Transform your HTML into clean, easy-to-read markdown with pyhtml2md.


Keywords
html, markdown, html-to-markdown, python3, cpp17, cpp-library, html2markdown, html2md, html5
License
MIT
Install
pip install pyhtml2md==1.6.0

Documentation

html2md

Transform your HTML into clean, easy-to-read markdown with html2md

Table of Contents

What does it do

html2md is a fast and reliable C++ library for converting HTML content into markdown. It offers support for a wide range of HTML tags, including those for formatting text, creating lists, and inserting images and links. In addition, html2md is the only HTML to markdown converter that offers support for table formatting, making it a valuable tool for users who need to convert HTML tables into markdown.

How to use this library

CMake

Install html2md. Use eighter the prebild packages from GitHub releases or build and install it yourself.

Afterwards:

find_package(html2md)
target_link_library(your_target PRIVATE html2md)

Manually

To use html2md, follow these steps:

  1. Clone the library: git clone https://github.com/tim-gromeyer/html2md
  2. Add the files include/html2md.h and src/html2md.cpp to your project
  3. Include the html2md.h header in your code
  4. Use the html2md::Convert function to convert your HTML content into markdown

Here is an example of how to use the html2md::Convert function:

#include <html2md.h>

//...

std::cout << html2md::Convert("<h1>foo</h1>"); // # foo

Supported Tags

html2md supports the following HTML tags:

Tag Description Comment
a Anchor or link Supports the href, name and title attributes.
b Bold
blockquote Indented paragraph
br Line break
cite Inline citation Same as i.
code Code
dd Definition data
del Strikethrough
dfn Definition Same as i.
div Document division
em Emphasized Same as i.
h1 Level 1 heading
h2 Level 2 heading
h3 Level 3 heading
h4 Level 4 heading
h5 Level 5 heading
h6 Level 6 heading
head Document header Ignored.
hr Horizontal line
i Italic
img Image Supports src, alt, title attributes.
li List item
meta Meta-information Ignored.
ol Ordered list
p Paragraph
pre Preformatted text Works only with code.
s Strikethrough Same as del.
span Grouped elements Does nothing.
strong Strong Same as b.
table Table Tables are formatted!
tbody Table body Does nothing.
td Table data cell Uses align from th.
tfoot Table footer Does nothing.
th Table header cell Supports the align attribute.
thead Table header Does nothing.
title Document title Same as h1.
tr Table row
u Underlined Uses HTML.
ul Unordered list

Bindings

Requirements

  1. A compiler with c++11 support like g++>=9

That's all!

License

html2md is licensed under The MIT License (MIT)

Exercise task:
Print the part of the html2md documentation between "What does it" and "install it yourself.", inclusive, without altering a character.

Data shown:

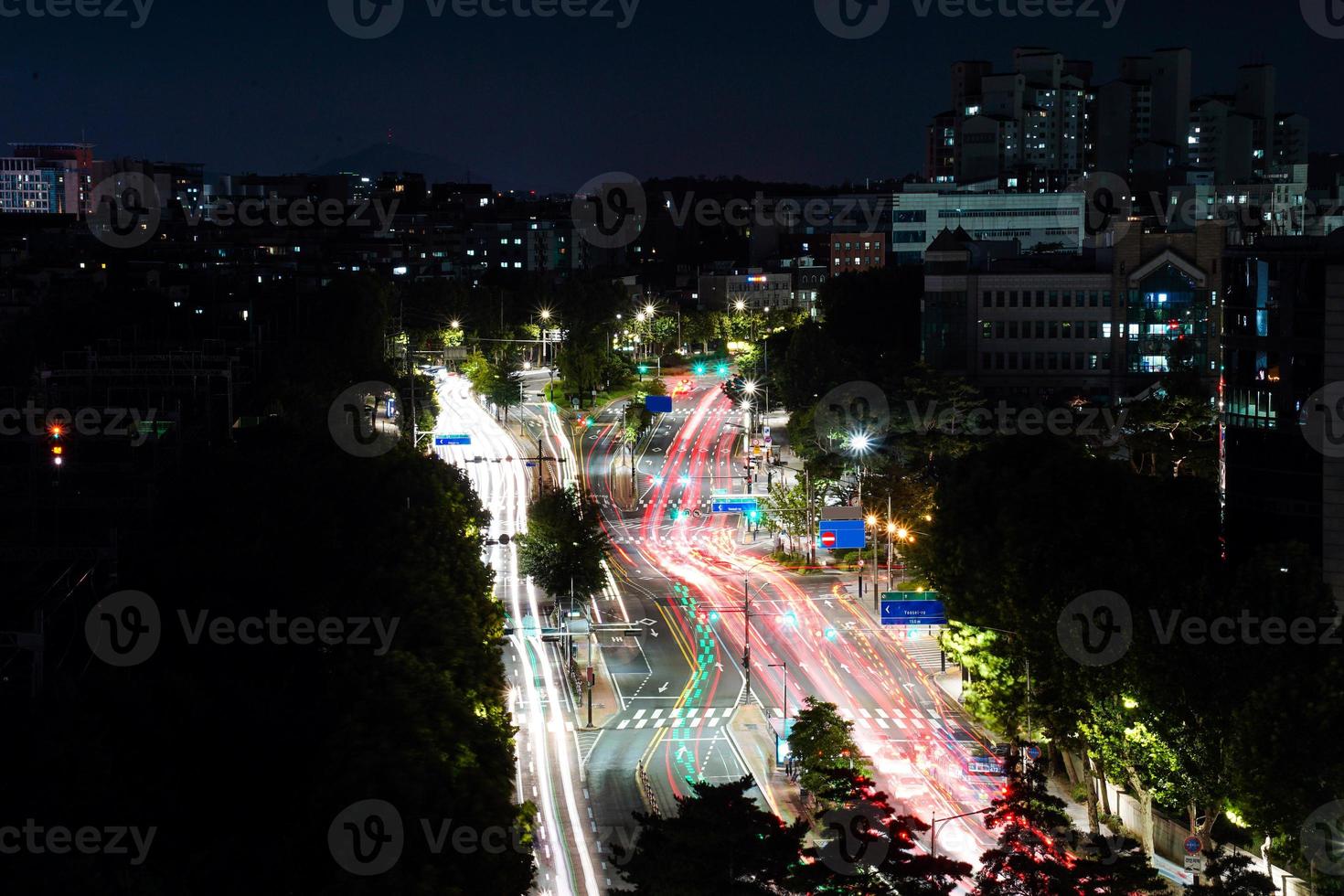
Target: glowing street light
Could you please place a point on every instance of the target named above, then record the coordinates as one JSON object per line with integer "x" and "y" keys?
{"x": 860, "y": 443}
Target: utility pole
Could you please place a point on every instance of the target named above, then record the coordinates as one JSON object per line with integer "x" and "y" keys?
{"x": 746, "y": 637}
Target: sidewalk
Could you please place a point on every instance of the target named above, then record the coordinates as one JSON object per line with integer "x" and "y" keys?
{"x": 752, "y": 738}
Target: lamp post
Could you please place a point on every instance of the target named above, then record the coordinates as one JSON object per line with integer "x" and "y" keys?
{"x": 784, "y": 673}
{"x": 935, "y": 821}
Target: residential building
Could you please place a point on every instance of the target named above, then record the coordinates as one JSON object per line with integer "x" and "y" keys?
{"x": 1035, "y": 220}
{"x": 1283, "y": 341}
{"x": 750, "y": 289}
{"x": 858, "y": 252}
{"x": 1055, "y": 328}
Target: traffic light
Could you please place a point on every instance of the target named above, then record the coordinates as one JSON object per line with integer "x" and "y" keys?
{"x": 56, "y": 443}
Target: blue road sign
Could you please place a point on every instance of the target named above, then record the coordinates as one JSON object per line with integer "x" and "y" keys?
{"x": 912, "y": 613}
{"x": 841, "y": 535}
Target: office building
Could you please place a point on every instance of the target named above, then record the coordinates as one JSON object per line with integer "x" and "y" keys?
{"x": 1054, "y": 329}
{"x": 1283, "y": 341}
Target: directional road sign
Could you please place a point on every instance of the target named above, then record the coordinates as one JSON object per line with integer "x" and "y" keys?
{"x": 912, "y": 613}
{"x": 843, "y": 534}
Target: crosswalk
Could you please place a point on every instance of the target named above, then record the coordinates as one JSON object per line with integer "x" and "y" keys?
{"x": 907, "y": 719}
{"x": 897, "y": 719}
{"x": 677, "y": 716}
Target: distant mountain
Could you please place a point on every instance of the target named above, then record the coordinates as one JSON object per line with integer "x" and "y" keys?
{"x": 375, "y": 159}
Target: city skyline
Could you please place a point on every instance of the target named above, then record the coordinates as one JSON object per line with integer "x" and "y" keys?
{"x": 677, "y": 117}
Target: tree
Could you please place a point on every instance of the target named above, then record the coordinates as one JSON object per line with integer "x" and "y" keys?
{"x": 1227, "y": 873}
{"x": 823, "y": 747}
{"x": 871, "y": 852}
{"x": 786, "y": 508}
{"x": 718, "y": 842}
{"x": 1031, "y": 858}
{"x": 565, "y": 544}
{"x": 1174, "y": 432}
{"x": 506, "y": 391}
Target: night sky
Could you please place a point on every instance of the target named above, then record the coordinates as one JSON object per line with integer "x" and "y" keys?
{"x": 757, "y": 88}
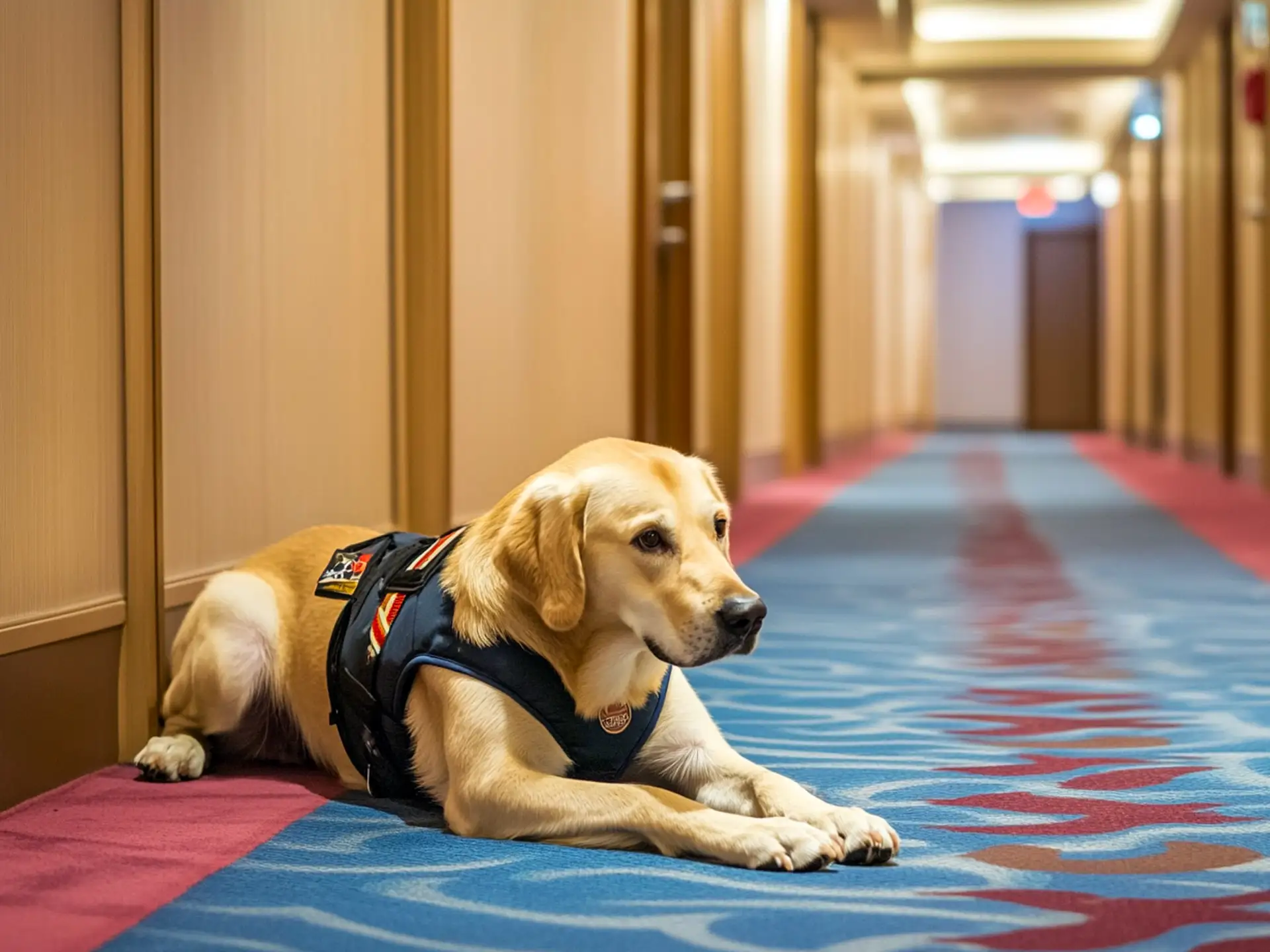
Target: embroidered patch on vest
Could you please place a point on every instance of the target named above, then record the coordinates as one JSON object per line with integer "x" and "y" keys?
{"x": 615, "y": 719}
{"x": 343, "y": 571}
{"x": 392, "y": 603}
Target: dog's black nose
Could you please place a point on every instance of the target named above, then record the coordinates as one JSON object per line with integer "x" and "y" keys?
{"x": 742, "y": 617}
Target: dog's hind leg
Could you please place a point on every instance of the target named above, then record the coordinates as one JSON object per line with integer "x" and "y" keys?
{"x": 222, "y": 658}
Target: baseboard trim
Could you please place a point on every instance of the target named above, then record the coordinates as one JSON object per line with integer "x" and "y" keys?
{"x": 1250, "y": 469}
{"x": 1203, "y": 454}
{"x": 757, "y": 469}
{"x": 978, "y": 427}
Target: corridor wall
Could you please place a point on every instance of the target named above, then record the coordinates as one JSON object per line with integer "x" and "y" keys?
{"x": 541, "y": 254}
{"x": 273, "y": 237}
{"x": 763, "y": 211}
{"x": 62, "y": 391}
{"x": 980, "y": 315}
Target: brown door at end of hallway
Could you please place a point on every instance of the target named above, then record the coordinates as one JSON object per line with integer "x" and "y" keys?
{"x": 1064, "y": 331}
{"x": 663, "y": 292}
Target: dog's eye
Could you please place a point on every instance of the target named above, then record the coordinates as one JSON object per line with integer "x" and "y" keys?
{"x": 651, "y": 541}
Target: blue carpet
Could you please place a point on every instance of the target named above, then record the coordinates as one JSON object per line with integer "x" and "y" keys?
{"x": 960, "y": 643}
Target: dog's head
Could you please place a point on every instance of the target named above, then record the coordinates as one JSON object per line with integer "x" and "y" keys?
{"x": 621, "y": 535}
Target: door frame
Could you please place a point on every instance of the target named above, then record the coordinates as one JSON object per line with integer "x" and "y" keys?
{"x": 1089, "y": 233}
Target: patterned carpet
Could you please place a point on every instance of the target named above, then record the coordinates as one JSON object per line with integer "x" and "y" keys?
{"x": 1054, "y": 690}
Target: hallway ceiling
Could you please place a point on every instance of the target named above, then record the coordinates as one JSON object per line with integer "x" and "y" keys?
{"x": 1005, "y": 92}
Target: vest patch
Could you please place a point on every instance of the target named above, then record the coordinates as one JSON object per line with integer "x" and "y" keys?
{"x": 342, "y": 574}
{"x": 392, "y": 603}
{"x": 615, "y": 719}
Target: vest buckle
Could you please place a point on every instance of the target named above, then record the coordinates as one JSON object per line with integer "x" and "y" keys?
{"x": 407, "y": 582}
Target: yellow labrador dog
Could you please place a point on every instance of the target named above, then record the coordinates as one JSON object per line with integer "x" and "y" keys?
{"x": 610, "y": 571}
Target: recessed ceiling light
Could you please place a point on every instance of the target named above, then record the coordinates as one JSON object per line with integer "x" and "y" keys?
{"x": 1017, "y": 157}
{"x": 1068, "y": 188}
{"x": 962, "y": 23}
{"x": 939, "y": 190}
{"x": 1146, "y": 127}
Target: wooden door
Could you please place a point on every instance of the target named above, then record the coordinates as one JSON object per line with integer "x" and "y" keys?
{"x": 663, "y": 223}
{"x": 1064, "y": 331}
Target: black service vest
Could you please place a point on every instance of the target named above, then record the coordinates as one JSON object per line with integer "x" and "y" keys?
{"x": 398, "y": 619}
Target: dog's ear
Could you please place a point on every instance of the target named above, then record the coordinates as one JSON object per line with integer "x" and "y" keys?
{"x": 540, "y": 549}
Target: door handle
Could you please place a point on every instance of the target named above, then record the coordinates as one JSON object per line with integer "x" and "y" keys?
{"x": 676, "y": 192}
{"x": 672, "y": 237}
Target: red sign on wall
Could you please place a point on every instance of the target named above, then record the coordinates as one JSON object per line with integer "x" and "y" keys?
{"x": 1255, "y": 95}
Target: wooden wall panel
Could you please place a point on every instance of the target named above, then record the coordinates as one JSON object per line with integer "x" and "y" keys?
{"x": 1206, "y": 249}
{"x": 766, "y": 117}
{"x": 884, "y": 287}
{"x": 1115, "y": 281}
{"x": 45, "y": 740}
{"x": 1144, "y": 216}
{"x": 718, "y": 200}
{"x": 837, "y": 99}
{"x": 541, "y": 237}
{"x": 275, "y": 247}
{"x": 802, "y": 338}
{"x": 1250, "y": 254}
{"x": 1174, "y": 258}
{"x": 62, "y": 420}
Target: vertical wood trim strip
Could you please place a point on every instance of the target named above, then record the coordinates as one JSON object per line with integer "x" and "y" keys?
{"x": 802, "y": 436}
{"x": 1265, "y": 315}
{"x": 1227, "y": 379}
{"x": 139, "y": 654}
{"x": 812, "y": 238}
{"x": 397, "y": 260}
{"x": 724, "y": 272}
{"x": 647, "y": 214}
{"x": 422, "y": 258}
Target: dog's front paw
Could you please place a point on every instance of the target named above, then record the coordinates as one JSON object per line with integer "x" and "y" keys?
{"x": 177, "y": 758}
{"x": 779, "y": 843}
{"x": 867, "y": 840}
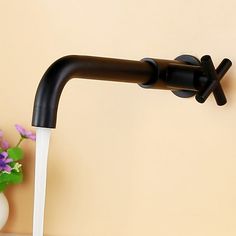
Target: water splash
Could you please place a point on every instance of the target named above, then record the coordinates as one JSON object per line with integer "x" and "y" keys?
{"x": 42, "y": 146}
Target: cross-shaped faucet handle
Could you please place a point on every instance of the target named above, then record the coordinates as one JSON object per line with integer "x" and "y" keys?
{"x": 213, "y": 80}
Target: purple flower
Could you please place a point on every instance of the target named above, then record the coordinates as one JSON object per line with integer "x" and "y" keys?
{"x": 25, "y": 133}
{"x": 5, "y": 145}
{"x": 4, "y": 160}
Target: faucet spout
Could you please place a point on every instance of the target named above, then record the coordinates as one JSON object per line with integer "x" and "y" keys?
{"x": 185, "y": 76}
{"x": 88, "y": 67}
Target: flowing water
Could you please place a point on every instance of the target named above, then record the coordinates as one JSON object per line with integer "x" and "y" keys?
{"x": 42, "y": 145}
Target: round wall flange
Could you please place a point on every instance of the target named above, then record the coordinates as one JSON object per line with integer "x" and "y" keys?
{"x": 190, "y": 60}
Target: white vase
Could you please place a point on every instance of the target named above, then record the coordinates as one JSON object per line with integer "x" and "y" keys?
{"x": 4, "y": 210}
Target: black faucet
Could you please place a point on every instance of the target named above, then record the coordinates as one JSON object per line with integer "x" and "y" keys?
{"x": 185, "y": 76}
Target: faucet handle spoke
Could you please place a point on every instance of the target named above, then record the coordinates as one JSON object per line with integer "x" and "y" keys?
{"x": 214, "y": 76}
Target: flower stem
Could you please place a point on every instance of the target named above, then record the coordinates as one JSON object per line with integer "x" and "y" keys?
{"x": 21, "y": 139}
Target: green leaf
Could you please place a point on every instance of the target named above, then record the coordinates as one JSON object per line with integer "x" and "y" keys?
{"x": 12, "y": 178}
{"x": 15, "y": 153}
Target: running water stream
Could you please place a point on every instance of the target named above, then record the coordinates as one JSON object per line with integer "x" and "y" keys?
{"x": 42, "y": 146}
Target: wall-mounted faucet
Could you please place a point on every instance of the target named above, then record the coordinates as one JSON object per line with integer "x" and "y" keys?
{"x": 186, "y": 76}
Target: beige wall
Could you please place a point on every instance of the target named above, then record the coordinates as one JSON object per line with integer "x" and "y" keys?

Exercise answer:
What does it do

html2md is a fast and reliable C++ library for converting HTML content into markdown. It offers support for a wide range of HTML tags, including those for formatting text, creating lists, and inserting images and links. In addition, html2md is the only HTML to markdown converter that offers support for table formatting, making it a valuable tool for users who need to convert HTML tables into markdown.

How to use this library

CMake

Install html2md. Use eighter the prebild packages from GitHub releases or build and install it yourself.